## Your objective
Reproduce the lines below verbatim, keeping their order, wording, and punctuation unchanged.
┄┄┄┄┄┄
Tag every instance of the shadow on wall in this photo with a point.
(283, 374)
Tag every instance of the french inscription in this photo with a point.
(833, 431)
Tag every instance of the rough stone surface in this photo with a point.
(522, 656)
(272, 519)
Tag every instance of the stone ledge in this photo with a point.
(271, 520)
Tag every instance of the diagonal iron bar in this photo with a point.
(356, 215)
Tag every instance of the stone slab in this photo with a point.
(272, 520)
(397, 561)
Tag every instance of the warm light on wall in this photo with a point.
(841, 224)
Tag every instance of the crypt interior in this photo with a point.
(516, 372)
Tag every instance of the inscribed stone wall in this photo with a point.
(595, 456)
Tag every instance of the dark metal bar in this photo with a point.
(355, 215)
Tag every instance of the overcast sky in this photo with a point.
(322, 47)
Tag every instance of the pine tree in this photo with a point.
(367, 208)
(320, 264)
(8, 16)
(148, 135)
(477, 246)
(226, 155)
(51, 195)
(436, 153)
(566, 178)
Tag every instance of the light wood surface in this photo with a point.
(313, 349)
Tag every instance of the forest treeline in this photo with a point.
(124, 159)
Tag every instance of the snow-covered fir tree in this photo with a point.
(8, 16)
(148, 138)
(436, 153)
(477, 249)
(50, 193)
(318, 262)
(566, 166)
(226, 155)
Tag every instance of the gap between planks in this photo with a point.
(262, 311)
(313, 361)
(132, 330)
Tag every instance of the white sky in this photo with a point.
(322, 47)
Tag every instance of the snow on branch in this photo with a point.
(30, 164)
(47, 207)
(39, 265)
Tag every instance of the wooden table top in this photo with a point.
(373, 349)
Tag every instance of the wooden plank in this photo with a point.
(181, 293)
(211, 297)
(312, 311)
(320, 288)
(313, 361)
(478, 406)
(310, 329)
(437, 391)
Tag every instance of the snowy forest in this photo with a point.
┄┄┄┄┄┄
## Task result
Tag every instance of the shadow on wall in this photo with a point.
(283, 374)
Tag every instance of the french inscription in this photo with a point.
(833, 431)
Tag every instance of the rough stone surface in this photo with a point.
(522, 656)
(272, 519)
Tag every instance of the stone ledge in this photo with a point.
(271, 520)
Tag every instance of the diagonal iron bar in this photo with a point.
(356, 215)
Tag every instance of the stone slab in this photo with a point.
(272, 520)
(397, 561)
Tag every instance of the warm light on wall in this photo with a point.
(841, 224)
Tag every instance of the crypt interior in this photo with a point.
(516, 372)
Tag every instance of the inscribed stone wall in this photo with a point.
(595, 456)
Tag every instance of the dark metal bar in this photo with a point.
(355, 215)
Tag every instance of the overcast sky in this photo with a point.
(322, 47)
Tag every instance of the pine tree in this photo with a point.
(367, 208)
(320, 264)
(8, 16)
(148, 135)
(477, 246)
(226, 155)
(51, 195)
(436, 153)
(566, 178)
Tag every instance of the light wood surface in this photo with a point.
(313, 349)
Tag every instance of the forest treeline in this photo with a point.
(124, 159)
Tag every instance of the snow-covered fir tree in this photo with a point.
(8, 16)
(148, 138)
(436, 153)
(477, 249)
(50, 193)
(318, 262)
(566, 166)
(226, 155)
Tag every instance of the gap between planks in this photo with a point.
(262, 311)
(313, 361)
(132, 330)
Tag every instance of the white sky in this photo with a point.
(322, 47)
Tag every instance of the snow on branch in this photo with a point.
(30, 164)
(47, 207)
(39, 265)
Tag every instance of the wooden table top in this photo with a point.
(373, 349)
Tag every instance of the wooden plank in this photo with a point.
(181, 293)
(211, 297)
(312, 311)
(320, 288)
(313, 361)
(478, 406)
(310, 329)
(437, 391)
Tag every instance of the snowy forest in this photo with a point.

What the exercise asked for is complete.